- Written problem 1
Sum up the passage below about the Jelačić family in two sentences.

Croatian noble family

The Jelačić family (English and German: Jellacic or Jellachich) is an old Croatian noble family, remarkable during the period in history marked by the Ottoman wars in Europe in the Kingdom of Croatia and Hungary and in the later Austro-Hungarian Empire. Notable members of this family were senior military officers, bans (viceroys) of Croatia or other state officials.

==History==

The first mention of the Jelačić family name appeared in the 14th century in what is today central Bosnia and Herzegovina. In the 16th century members of family lived in the central Croatian historical region of Banovina, between the rivers of Una and Kupa. In 1550 historical sources mention Mihajlo Jelačić, who lived in Topusko, and in 1551 Marko Jelačić, whose children Ivan, Juraj, Nikola, Petar, Gabrijel and Ana. It gained nobility status with coat of arms in 1579 for their merits in battles against the Ottomans.

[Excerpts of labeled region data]

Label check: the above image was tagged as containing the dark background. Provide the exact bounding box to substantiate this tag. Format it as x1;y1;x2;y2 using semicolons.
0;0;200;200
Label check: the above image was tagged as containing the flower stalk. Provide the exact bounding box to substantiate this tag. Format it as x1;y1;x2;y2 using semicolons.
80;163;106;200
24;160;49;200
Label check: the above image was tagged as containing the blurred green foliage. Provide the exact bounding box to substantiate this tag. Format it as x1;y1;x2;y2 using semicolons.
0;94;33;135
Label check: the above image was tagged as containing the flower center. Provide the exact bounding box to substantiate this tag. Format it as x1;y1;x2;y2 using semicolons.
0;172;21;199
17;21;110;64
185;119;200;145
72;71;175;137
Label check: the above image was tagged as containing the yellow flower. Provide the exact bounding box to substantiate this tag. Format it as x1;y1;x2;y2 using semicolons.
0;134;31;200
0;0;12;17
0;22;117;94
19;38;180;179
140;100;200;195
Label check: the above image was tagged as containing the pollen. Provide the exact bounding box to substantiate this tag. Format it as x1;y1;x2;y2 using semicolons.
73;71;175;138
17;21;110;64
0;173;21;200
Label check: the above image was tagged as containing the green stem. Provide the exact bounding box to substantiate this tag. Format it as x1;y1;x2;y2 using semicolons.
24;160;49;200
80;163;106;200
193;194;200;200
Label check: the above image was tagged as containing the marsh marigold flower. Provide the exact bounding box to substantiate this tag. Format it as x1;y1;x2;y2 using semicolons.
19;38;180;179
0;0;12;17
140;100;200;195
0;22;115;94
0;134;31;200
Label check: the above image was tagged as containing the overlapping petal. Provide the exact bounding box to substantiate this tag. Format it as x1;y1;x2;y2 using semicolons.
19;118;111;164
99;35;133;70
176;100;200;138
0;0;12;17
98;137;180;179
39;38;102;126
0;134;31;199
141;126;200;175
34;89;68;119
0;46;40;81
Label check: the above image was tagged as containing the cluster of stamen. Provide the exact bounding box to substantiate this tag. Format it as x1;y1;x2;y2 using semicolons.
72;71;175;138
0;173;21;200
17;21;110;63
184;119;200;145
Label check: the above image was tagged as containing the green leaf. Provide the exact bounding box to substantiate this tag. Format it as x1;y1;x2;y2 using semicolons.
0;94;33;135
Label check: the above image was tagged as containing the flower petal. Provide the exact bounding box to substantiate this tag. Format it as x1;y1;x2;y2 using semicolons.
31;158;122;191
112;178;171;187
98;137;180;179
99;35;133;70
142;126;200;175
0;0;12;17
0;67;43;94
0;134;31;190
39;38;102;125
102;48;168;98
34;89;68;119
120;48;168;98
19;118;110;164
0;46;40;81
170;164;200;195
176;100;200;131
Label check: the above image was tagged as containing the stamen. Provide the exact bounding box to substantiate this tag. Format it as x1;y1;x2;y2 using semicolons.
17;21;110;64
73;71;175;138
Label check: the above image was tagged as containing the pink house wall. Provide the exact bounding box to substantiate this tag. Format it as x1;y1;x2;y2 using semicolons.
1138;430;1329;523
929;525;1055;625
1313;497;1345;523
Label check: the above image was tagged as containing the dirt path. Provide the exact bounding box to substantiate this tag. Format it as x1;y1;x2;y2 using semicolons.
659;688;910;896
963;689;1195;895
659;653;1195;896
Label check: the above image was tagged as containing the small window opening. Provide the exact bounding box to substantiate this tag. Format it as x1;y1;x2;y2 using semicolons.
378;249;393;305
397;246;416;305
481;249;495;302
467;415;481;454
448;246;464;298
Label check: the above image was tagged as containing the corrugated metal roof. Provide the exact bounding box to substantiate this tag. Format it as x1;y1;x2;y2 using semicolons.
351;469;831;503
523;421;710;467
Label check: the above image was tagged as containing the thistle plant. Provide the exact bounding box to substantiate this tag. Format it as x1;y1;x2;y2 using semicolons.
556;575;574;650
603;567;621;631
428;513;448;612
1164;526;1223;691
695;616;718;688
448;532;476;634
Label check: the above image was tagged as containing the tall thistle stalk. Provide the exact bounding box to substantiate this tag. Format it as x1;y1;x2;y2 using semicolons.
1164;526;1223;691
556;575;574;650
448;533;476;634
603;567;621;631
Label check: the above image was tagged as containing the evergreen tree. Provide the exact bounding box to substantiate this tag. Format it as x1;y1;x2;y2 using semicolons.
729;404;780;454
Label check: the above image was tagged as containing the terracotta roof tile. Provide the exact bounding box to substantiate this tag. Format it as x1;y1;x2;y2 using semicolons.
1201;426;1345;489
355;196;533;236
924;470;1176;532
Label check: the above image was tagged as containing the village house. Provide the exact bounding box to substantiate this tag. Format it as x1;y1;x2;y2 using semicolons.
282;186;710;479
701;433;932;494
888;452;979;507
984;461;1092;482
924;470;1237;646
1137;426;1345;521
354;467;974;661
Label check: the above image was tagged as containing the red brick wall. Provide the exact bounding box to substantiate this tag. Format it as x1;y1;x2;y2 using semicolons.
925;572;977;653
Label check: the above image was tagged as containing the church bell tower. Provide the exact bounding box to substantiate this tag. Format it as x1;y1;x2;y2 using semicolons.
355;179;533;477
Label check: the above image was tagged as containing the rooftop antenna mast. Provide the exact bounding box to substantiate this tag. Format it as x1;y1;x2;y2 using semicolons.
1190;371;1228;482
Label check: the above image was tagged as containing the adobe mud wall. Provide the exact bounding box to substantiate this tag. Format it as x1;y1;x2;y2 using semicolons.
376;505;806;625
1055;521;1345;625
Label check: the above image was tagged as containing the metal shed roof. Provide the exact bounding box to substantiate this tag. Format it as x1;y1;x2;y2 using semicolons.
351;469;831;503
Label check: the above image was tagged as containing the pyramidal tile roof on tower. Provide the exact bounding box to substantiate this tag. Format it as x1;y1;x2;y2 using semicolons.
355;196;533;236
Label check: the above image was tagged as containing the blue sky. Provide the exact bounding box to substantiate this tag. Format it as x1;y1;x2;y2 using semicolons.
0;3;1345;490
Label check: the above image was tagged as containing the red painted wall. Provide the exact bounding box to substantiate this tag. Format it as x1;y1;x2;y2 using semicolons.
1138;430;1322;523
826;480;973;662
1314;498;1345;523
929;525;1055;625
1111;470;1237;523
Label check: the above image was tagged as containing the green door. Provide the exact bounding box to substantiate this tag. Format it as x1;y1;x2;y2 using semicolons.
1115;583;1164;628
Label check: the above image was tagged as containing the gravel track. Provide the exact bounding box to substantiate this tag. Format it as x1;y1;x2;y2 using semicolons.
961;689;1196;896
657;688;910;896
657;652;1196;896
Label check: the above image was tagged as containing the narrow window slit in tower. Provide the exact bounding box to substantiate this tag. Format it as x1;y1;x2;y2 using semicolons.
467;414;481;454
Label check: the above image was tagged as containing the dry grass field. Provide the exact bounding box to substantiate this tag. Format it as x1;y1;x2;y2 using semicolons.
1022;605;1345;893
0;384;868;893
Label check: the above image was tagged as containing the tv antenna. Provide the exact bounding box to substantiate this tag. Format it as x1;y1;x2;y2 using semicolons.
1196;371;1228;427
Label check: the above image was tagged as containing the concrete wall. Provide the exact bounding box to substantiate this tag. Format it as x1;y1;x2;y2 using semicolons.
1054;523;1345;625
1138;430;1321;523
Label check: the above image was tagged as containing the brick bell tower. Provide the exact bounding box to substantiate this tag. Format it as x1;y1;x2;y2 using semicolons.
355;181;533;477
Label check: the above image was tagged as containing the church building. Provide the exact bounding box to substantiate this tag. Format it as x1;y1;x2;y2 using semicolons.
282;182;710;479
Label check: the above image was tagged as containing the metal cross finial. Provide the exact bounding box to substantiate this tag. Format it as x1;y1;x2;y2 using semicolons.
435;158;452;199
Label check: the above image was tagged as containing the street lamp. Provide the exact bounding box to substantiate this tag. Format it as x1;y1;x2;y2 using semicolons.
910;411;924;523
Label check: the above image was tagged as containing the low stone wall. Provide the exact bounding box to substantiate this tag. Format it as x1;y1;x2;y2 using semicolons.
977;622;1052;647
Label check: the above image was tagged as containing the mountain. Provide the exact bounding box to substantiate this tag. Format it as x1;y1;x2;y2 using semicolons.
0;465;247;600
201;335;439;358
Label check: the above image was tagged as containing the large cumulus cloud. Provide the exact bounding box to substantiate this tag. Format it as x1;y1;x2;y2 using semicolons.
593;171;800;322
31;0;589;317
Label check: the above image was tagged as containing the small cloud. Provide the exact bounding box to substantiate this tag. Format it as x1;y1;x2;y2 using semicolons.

- Written problem 2
Locate each row above that contains the word "metal" and copy those rows out.

- Written answer 1
The Jelačić family is an old Croatian noble family, prominent during the Ottoman wars in the Kingdom of Croatia and Hungary and later in the Austro-Hungarian Empire, whose notable members served as senior military officers, bans of Croatia or other state officials. First mentioned in the 14th century in what is today central Bosnia and Herzegovina, the family was living in the Banovina region by the 16th century and received noble status with a coat of arms in 1579 for its merits in battles against the Ottomans.

- Written answer 2
Label check: the above image was tagged as containing the corrugated metal roof. Provide the exact bounding box to substantiate this tag. Format it as x1;y1;x2;y2 using semicolons.
Label check: the above image was tagged as containing the metal shed roof. Provide the exact bounding box to substantiate this tag. Format it as x1;y1;x2;y2 using semicolons.
Label check: the above image was tagged as containing the metal cross finial. Provide the exact bounding box to substantiate this tag. Format it as x1;y1;x2;y2 using semicolons.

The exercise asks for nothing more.